== What needs to be done ==
Copy out the lines below word for word, starting at the line that contains "of the electricity" and ending at the final line.

== Given records ==

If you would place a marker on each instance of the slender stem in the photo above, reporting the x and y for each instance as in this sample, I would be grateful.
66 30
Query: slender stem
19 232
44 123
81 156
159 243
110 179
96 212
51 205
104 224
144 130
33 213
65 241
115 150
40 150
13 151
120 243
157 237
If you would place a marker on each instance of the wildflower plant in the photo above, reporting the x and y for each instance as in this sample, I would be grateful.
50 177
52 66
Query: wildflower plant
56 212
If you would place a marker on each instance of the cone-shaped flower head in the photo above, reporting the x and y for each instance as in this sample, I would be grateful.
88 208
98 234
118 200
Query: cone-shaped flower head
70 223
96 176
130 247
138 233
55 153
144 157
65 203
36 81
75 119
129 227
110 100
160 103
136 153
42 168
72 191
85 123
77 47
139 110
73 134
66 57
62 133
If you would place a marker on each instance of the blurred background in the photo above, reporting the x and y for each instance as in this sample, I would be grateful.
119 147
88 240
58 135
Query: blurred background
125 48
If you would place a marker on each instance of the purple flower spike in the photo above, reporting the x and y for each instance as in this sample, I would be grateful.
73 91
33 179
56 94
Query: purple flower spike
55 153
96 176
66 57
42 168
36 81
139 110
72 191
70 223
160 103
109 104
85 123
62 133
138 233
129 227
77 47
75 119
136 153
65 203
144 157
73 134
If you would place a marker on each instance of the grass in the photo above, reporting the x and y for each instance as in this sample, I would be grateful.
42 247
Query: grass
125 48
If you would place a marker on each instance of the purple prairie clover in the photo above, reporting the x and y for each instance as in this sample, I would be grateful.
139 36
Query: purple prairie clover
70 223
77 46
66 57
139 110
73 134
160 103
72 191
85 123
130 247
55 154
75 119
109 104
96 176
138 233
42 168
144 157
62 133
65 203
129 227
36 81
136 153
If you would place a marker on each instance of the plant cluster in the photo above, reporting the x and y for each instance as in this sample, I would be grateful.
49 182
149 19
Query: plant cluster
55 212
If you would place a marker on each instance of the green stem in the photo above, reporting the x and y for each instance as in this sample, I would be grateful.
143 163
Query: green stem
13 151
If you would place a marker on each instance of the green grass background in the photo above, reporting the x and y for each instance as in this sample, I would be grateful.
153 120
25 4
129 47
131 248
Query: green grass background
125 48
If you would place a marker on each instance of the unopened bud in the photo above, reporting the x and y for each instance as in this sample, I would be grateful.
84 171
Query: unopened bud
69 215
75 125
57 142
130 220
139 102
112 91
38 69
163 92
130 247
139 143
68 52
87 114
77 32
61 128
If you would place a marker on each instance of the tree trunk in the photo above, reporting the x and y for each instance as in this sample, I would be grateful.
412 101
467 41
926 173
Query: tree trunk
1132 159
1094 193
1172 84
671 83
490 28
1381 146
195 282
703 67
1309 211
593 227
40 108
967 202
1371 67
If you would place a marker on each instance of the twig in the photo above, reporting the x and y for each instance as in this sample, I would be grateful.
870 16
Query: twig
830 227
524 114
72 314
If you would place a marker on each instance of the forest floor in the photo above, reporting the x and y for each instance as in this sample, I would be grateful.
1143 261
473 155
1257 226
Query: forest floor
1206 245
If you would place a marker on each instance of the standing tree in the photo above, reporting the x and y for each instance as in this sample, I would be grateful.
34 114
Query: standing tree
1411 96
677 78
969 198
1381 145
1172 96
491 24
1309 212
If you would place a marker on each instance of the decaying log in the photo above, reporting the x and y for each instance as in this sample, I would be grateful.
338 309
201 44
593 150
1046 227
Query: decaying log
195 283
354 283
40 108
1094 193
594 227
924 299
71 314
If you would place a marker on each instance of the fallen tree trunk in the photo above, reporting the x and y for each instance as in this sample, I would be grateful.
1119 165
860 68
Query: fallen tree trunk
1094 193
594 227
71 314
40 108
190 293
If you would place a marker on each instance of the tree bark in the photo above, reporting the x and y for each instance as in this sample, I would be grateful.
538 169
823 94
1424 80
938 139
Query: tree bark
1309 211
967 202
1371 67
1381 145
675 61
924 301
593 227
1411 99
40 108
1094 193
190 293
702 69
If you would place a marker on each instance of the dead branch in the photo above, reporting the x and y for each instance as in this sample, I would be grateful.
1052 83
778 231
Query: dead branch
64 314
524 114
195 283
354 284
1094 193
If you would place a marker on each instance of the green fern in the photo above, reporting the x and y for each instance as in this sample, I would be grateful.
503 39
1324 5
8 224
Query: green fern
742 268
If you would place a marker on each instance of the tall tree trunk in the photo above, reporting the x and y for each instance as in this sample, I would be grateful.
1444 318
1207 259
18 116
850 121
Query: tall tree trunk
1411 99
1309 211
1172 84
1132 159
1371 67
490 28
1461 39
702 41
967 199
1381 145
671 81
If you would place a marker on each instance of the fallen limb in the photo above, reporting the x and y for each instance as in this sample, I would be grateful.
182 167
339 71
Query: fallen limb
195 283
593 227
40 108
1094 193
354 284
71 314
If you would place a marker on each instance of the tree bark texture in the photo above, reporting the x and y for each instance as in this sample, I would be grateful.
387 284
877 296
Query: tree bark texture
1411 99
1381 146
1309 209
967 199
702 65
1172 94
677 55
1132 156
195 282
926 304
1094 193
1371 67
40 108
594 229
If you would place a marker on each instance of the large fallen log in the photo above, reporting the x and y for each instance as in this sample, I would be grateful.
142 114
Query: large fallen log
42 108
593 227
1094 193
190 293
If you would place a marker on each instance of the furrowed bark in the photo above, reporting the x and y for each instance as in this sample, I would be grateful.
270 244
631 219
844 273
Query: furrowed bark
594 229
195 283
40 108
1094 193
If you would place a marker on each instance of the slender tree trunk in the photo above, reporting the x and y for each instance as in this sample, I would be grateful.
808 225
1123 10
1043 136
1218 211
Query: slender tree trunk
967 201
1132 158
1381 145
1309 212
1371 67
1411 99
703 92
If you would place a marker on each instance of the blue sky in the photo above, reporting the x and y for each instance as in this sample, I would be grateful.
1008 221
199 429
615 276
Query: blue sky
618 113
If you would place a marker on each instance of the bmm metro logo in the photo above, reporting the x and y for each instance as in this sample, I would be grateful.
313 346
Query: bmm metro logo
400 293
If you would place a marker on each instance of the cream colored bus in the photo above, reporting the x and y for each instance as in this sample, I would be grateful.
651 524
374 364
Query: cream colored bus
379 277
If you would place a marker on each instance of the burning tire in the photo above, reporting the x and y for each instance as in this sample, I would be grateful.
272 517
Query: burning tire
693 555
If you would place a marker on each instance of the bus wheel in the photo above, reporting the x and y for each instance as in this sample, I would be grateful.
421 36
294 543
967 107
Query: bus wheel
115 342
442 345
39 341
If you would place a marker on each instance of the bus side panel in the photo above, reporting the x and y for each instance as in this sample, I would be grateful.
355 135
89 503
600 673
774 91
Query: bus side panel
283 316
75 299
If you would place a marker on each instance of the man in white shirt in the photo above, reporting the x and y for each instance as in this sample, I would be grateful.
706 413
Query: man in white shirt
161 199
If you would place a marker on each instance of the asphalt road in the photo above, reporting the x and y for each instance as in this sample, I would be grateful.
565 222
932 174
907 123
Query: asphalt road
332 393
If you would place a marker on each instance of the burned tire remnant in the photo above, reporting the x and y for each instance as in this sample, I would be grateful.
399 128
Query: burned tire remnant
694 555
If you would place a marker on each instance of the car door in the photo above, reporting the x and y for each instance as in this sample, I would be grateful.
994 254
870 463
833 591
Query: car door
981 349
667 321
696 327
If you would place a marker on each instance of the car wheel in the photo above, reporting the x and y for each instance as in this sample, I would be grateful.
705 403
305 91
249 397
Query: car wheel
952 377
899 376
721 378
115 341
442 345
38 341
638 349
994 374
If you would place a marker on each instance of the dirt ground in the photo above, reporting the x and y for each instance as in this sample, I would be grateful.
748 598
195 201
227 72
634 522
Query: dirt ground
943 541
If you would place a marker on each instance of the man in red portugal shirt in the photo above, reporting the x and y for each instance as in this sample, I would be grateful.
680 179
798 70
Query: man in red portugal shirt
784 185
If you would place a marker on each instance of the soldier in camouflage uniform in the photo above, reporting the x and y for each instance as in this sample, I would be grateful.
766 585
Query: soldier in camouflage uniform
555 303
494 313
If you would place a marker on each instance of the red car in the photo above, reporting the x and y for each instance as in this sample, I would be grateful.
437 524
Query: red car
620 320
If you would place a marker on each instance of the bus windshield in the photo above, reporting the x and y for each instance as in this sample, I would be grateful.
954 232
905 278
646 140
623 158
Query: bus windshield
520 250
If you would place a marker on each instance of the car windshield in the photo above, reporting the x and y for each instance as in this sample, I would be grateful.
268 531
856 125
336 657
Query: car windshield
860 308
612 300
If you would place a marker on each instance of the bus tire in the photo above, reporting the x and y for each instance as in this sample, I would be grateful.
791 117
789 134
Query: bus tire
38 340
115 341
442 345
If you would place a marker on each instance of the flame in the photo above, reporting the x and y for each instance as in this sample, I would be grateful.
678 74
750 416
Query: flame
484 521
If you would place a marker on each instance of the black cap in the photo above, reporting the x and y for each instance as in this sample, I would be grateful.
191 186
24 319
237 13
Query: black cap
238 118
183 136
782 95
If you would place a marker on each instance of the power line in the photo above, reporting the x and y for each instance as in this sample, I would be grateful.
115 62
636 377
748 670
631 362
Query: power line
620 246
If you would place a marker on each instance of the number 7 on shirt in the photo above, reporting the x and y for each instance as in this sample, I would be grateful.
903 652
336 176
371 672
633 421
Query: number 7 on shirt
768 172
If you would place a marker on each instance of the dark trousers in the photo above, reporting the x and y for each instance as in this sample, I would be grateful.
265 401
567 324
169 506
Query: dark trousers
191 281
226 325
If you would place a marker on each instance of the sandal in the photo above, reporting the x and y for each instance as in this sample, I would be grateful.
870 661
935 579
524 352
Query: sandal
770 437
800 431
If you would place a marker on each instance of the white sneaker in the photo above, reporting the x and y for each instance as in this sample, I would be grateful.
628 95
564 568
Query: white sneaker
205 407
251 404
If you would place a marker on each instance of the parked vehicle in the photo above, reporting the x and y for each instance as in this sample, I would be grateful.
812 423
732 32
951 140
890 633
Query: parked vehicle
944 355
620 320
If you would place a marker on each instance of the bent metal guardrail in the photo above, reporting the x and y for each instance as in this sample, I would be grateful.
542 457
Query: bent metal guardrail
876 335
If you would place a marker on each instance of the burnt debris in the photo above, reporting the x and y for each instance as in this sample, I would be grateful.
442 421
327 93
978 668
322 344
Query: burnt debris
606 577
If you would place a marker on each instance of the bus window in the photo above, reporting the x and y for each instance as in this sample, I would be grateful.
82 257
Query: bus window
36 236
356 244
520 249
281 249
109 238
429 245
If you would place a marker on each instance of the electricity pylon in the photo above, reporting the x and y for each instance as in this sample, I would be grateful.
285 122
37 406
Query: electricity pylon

== Task output ==
If you would place a marker on each instance of the electricity pylon in the photo above, reporting the x and y for each instance as in this sample, I would be grateful.
285 122
37 406
Query: electricity pylon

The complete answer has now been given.